_Excerpted passage:_

------

The Copa Campeonato Primera División (familiarly known as Superfinal) was an official Argentine football cup competition organized by the Argentine Football Association. It was played in a single match format between the Torneo Inicial and Torneo Final champions.

History 
Originally awarded to Primera División champions, the trophy is the oldest in Argentine football, having been awarded for the first time in 1896, three years after the Argentine Football Association was established, and played without interruption until 1926. The Cup received several names, such as "Championship Cup", "Copa Campeonato", "Challenge Cup" and "Copa Alumni", due to the association offered legendary team Alumni to keep the Cup definitely for having won it three consecutive times (1900–02), but the club from Belgrano declined the honour to keep the trophy under dispute.

------

_Problem requirements:_ Write the next part of the passage above on the Copa Campeonato Primera División, picking up right after its final sentence.

_Dataset excerpt:_
------

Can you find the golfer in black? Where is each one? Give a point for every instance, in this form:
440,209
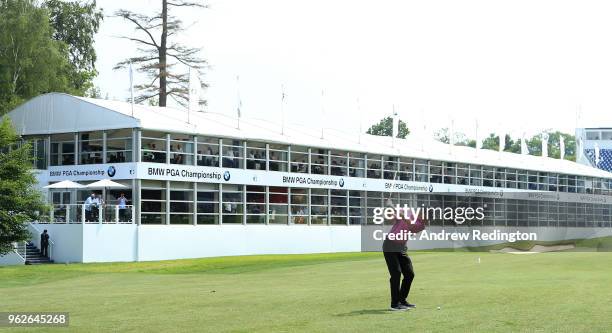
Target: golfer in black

------

_Answer:_
On June, 2013, the association decided to put the trophy back into circulation with the creation of a new competition, named "Superfinal" that consisted in a single match between winners of Torneo Inicial and Torneo Final, played in a neutral venue.

The first edition of the competition was awarded as a Primera División league title so Vélez Sársfield achieved its 10th league championship after defeating Newell's Old Boys, but the association then changed the rules, deciding that the competition would not count as a Primera División title but a domestic cup since its second edition.

Due to the 2015 and 2016 seasons were played as single tournaments with only one champion per season, the Copa Campeonato has not held since then.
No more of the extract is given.